◆ **Task instructions**:
Could you give these records again with every "mask" changed to "outline" and everything else left as is? Leave the pictures out of your answer.

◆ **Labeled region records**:
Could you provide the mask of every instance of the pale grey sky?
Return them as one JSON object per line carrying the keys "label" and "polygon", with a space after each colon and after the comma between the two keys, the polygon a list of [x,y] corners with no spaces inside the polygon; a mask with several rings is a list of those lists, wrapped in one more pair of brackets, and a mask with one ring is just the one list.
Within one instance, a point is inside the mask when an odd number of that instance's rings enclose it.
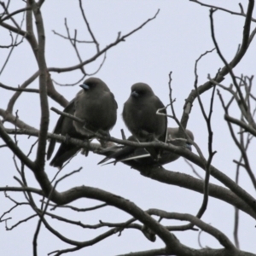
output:
{"label": "pale grey sky", "polygon": [[[207,1],[207,3],[239,11],[238,3],[246,8],[247,1]],[[193,90],[195,75],[194,66],[195,60],[206,50],[213,48],[210,33],[209,9],[189,1],[83,1],[86,16],[91,29],[100,43],[100,47],[113,42],[119,32],[125,34],[138,26],[148,18],[154,15],[160,9],[160,14],[154,20],[149,22],[142,30],[126,38],[125,42],[111,49],[107,54],[107,60],[96,75],[104,80],[115,96],[119,104],[118,121],[111,134],[120,137],[120,129],[124,128],[126,134],[128,131],[121,118],[123,104],[129,96],[131,86],[137,82],[148,84],[154,93],[165,104],[169,102],[168,74],[172,72],[173,97],[176,98],[175,110],[178,118],[183,113],[184,100]],[[24,7],[22,1],[11,1],[10,9]],[[69,67],[79,63],[76,54],[69,42],[53,34],[52,30],[66,34],[64,18],[67,18],[70,32],[78,30],[78,38],[85,40],[90,38],[86,27],[82,20],[78,1],[45,1],[42,9],[46,33],[46,61],[50,67]],[[256,14],[254,15],[254,17]],[[17,15],[20,22],[21,15]],[[228,13],[218,11],[214,15],[216,37],[220,49],[227,60],[230,60],[236,54],[238,44],[241,43],[244,18],[231,15]],[[24,25],[23,25],[24,26]],[[253,26],[254,25],[253,24]],[[9,37],[8,32],[0,27],[2,44],[8,44]],[[255,40],[254,40],[255,41]],[[84,59],[95,53],[95,46],[83,44],[80,46],[82,55]],[[6,57],[7,51],[1,49],[0,67]],[[253,42],[246,56],[237,67],[236,74],[241,73],[252,75],[255,73],[256,43]],[[93,73],[98,67],[102,58],[86,67],[88,73]],[[199,84],[207,80],[207,74],[213,77],[223,63],[212,52],[205,56],[198,65]],[[32,52],[25,41],[20,46],[15,49],[13,55],[1,75],[1,82],[17,86],[22,84],[28,77],[38,69]],[[81,78],[79,71],[67,73],[51,73],[52,79],[60,83],[74,83]],[[227,78],[223,84],[229,85],[230,79]],[[32,84],[33,88],[38,88],[38,82]],[[29,88],[32,88],[31,86]],[[67,100],[74,97],[79,90],[74,87],[58,87],[56,89]],[[5,108],[12,91],[0,88],[0,108]],[[255,92],[255,89],[254,89]],[[222,92],[227,101],[230,96]],[[201,98],[208,109],[210,92],[203,94]],[[49,107],[62,109],[61,106],[49,99]],[[15,110],[19,110],[20,118],[29,125],[38,127],[39,115],[38,96],[37,94],[22,95],[15,105]],[[170,113],[170,109],[169,109]],[[236,113],[236,109],[234,109]],[[223,120],[224,111],[219,100],[216,96],[212,115],[213,150],[218,151],[212,164],[232,179],[235,178],[236,165],[232,162],[239,157],[239,152],[229,136],[227,125]],[[58,119],[57,114],[50,112],[49,131],[54,128]],[[7,126],[11,126],[8,125]],[[172,119],[169,119],[169,126],[177,126]],[[195,142],[201,151],[207,157],[207,131],[205,121],[198,106],[195,102],[190,113],[188,128],[194,132]],[[19,137],[19,145],[28,152],[35,138],[27,141],[26,136]],[[2,142],[0,143],[2,144]],[[253,143],[251,148],[255,147]],[[195,152],[195,148],[193,149]],[[7,148],[1,149],[2,176],[0,186],[18,185],[13,177],[18,176],[11,160],[12,153]],[[253,150],[250,151],[253,154]],[[176,186],[166,185],[146,178],[136,170],[122,164],[113,166],[97,166],[102,157],[90,153],[88,158],[79,154],[63,172],[67,173],[72,170],[83,166],[79,173],[65,179],[59,184],[60,191],[79,185],[97,187],[111,193],[123,196],[143,209],[160,208],[169,212],[187,212],[196,214],[202,201],[202,195],[192,192]],[[49,163],[46,163],[48,166]],[[255,169],[255,158],[252,159],[251,166]],[[194,176],[190,168],[184,163],[183,158],[176,162],[165,166],[168,170],[184,172]],[[195,166],[196,170],[204,175],[204,172]],[[48,166],[47,173],[53,177],[56,169]],[[30,186],[38,187],[31,171],[26,170],[27,182]],[[211,183],[219,184],[211,177]],[[241,184],[253,196],[255,191],[247,173],[241,174]],[[15,199],[23,200],[23,195],[9,193]],[[38,198],[40,199],[39,197]],[[0,194],[1,212],[8,211],[13,204],[3,194]],[[80,207],[88,207],[96,205],[90,200],[80,200],[73,205]],[[100,203],[100,202],[99,202]],[[12,217],[8,224],[12,225],[22,218],[29,216],[32,212],[28,207],[20,207],[14,212],[8,215]],[[74,214],[69,210],[57,210],[62,216],[81,220],[84,224],[96,224],[99,220],[105,222],[122,222],[128,220],[128,214],[108,207],[92,212]],[[234,207],[223,201],[209,198],[207,211],[202,220],[219,229],[233,241]],[[49,223],[63,235],[79,241],[92,239],[96,234],[101,234],[103,229],[96,230],[83,230],[72,227],[66,224],[58,223],[49,219]],[[170,224],[174,222],[168,222]],[[176,222],[177,224],[177,222]],[[5,231],[4,224],[0,225],[1,230],[1,253],[3,255],[32,255],[32,238],[36,229],[37,221],[30,220],[20,224],[11,231]],[[255,246],[255,221],[245,213],[241,213],[241,224],[239,227],[239,238],[241,248],[252,253],[256,252]],[[186,231],[176,232],[175,236],[181,242],[189,247],[199,247],[197,232]],[[218,241],[207,234],[201,234],[201,244],[211,247],[220,247]],[[122,233],[112,236],[93,247],[85,247],[73,253],[73,255],[99,255],[110,256],[129,252],[148,250],[163,247],[162,241],[157,238],[154,243],[146,240],[138,231],[128,230]],[[64,244],[58,238],[52,236],[43,227],[38,237],[38,255],[57,250],[71,247]]]}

◆ **The output**:
Could you provide the outline of every instance of the pale grey sky?
Return them as one JSON object per line carrying the keys "label" and "polygon", with a space after each colon and after the comma between the two keys, the polygon a list of [x,y] corners with no spaces inside the polygon; a outline with several rings is a list of those lists, wrapped in one more pair of brackets, and a outline with one ring is just the one list.
Within one instance, a point is inside the outline when an odd number of that instance's rings enclose it.
output:
{"label": "pale grey sky", "polygon": [[[207,1],[207,3],[239,11],[238,3],[246,8],[247,1]],[[193,90],[195,75],[194,66],[195,60],[206,50],[213,48],[210,33],[209,9],[189,1],[83,1],[86,16],[91,29],[100,43],[100,47],[113,42],[119,32],[125,34],[138,26],[148,18],[154,15],[160,9],[160,14],[154,20],[149,22],[142,30],[126,38],[125,42],[111,49],[107,54],[107,60],[96,75],[104,80],[115,96],[119,104],[118,121],[111,134],[120,137],[120,129],[124,128],[126,134],[128,131],[121,118],[123,104],[129,96],[131,86],[137,82],[148,84],[154,93],[165,104],[169,102],[168,74],[172,72],[173,97],[176,98],[175,110],[178,118],[183,113],[184,100]],[[24,7],[22,1],[11,1],[10,9]],[[69,67],[79,63],[76,54],[69,42],[53,34],[52,30],[66,34],[64,18],[67,18],[70,32],[78,30],[78,38],[85,40],[90,38],[86,27],[82,20],[78,1],[45,1],[42,9],[46,33],[46,61],[50,67]],[[256,14],[254,15],[254,17]],[[17,15],[20,22],[21,15]],[[228,13],[218,11],[214,15],[216,37],[220,49],[227,60],[230,60],[236,54],[238,44],[241,43],[244,18],[231,15]],[[24,25],[23,25],[24,26]],[[253,26],[254,25],[253,24]],[[9,37],[8,32],[0,27],[2,44],[8,44]],[[255,40],[254,40],[255,41]],[[84,59],[95,53],[95,46],[83,44],[80,46],[82,55]],[[6,57],[7,51],[1,49],[0,67]],[[253,42],[246,56],[237,67],[236,74],[241,73],[252,75],[255,73],[256,43]],[[93,73],[98,67],[102,58],[86,67],[88,73]],[[199,84],[207,80],[207,74],[213,77],[223,63],[212,52],[205,56],[198,65]],[[32,52],[25,41],[20,46],[15,49],[13,55],[1,75],[1,82],[17,86],[22,84],[28,77],[38,69]],[[81,78],[79,71],[67,73],[51,73],[52,79],[60,83],[74,83]],[[227,78],[223,84],[229,85],[230,79]],[[32,84],[33,88],[38,88],[38,82]],[[29,88],[32,88],[31,86]],[[67,100],[74,97],[79,90],[74,87],[58,87],[56,89]],[[5,108],[12,91],[0,88],[0,108]],[[255,92],[255,89],[254,89]],[[222,92],[227,101],[230,96]],[[201,98],[208,109],[210,92],[203,94]],[[49,107],[62,109],[61,106],[49,99]],[[15,110],[19,110],[20,118],[29,125],[38,127],[39,115],[38,96],[37,94],[22,95],[15,105]],[[170,113],[170,109],[169,109]],[[236,113],[236,109],[234,109]],[[223,120],[224,111],[219,100],[216,96],[212,115],[213,150],[218,151],[212,164],[232,179],[235,178],[236,165],[232,162],[239,157],[239,152],[229,136],[227,125]],[[58,119],[57,114],[50,112],[49,131],[54,128]],[[7,126],[11,126],[8,125]],[[172,119],[169,119],[169,126],[177,126]],[[195,142],[201,151],[207,157],[207,131],[205,121],[198,106],[195,102],[190,113],[188,128],[194,132]],[[19,137],[19,145],[28,152],[35,138],[27,141],[26,136]],[[2,142],[0,143],[2,144]],[[253,143],[251,148],[255,147]],[[195,152],[195,148],[193,149]],[[7,148],[1,149],[2,176],[0,186],[18,185],[13,177],[18,176],[11,160],[12,153]],[[253,150],[250,151],[253,154]],[[176,186],[166,185],[146,178],[136,170],[122,164],[113,166],[97,166],[102,157],[90,153],[88,158],[79,154],[63,172],[67,173],[72,170],[83,166],[79,173],[65,179],[59,184],[60,191],[79,185],[97,187],[111,193],[123,196],[143,209],[160,208],[169,212],[187,212],[196,214],[202,201],[202,195],[192,192]],[[49,163],[46,163],[48,166]],[[255,169],[255,158],[252,159],[251,166]],[[194,176],[190,168],[184,163],[183,158],[176,162],[165,166],[168,170],[184,172]],[[195,166],[196,170],[204,175],[204,172]],[[48,166],[47,173],[53,177],[56,169]],[[30,186],[38,187],[31,171],[26,170],[27,182]],[[211,183],[219,184],[211,177]],[[241,184],[253,196],[255,191],[247,173],[241,174]],[[15,199],[23,200],[23,195],[9,193]],[[38,198],[40,199],[39,197]],[[0,194],[1,212],[8,211],[13,204],[3,194]],[[80,207],[88,207],[96,205],[90,200],[80,200],[73,205]],[[100,203],[100,202],[99,202]],[[12,217],[8,224],[12,225],[22,218],[29,216],[32,212],[28,207],[20,207],[14,212],[8,215]],[[74,214],[69,210],[57,210],[62,216],[81,220],[84,224],[96,224],[99,220],[105,222],[122,222],[128,220],[128,214],[108,207],[92,212]],[[234,207],[223,201],[209,198],[207,211],[202,220],[219,229],[233,241]],[[49,223],[63,235],[79,241],[92,239],[96,234],[101,234],[103,229],[96,230],[83,230],[72,227],[66,224],[58,223],[49,219]],[[170,224],[174,222],[168,222]],[[176,222],[177,224],[177,222]],[[5,231],[4,224],[0,225],[1,230],[1,253],[3,255],[32,255],[32,238],[36,229],[37,221],[30,220],[20,224],[11,231]],[[255,246],[255,221],[245,213],[241,213],[241,224],[239,227],[239,238],[241,248],[252,253],[256,252]],[[186,231],[176,232],[175,236],[181,242],[189,247],[199,247],[197,232]],[[218,241],[207,234],[201,234],[201,244],[211,247],[220,247]],[[122,233],[112,236],[93,247],[85,247],[73,253],[73,255],[99,255],[110,256],[129,252],[148,250],[163,247],[162,241],[157,238],[154,243],[146,240],[138,231],[128,230]],[[64,244],[58,238],[52,236],[43,227],[38,237],[38,255],[57,250],[71,247]]]}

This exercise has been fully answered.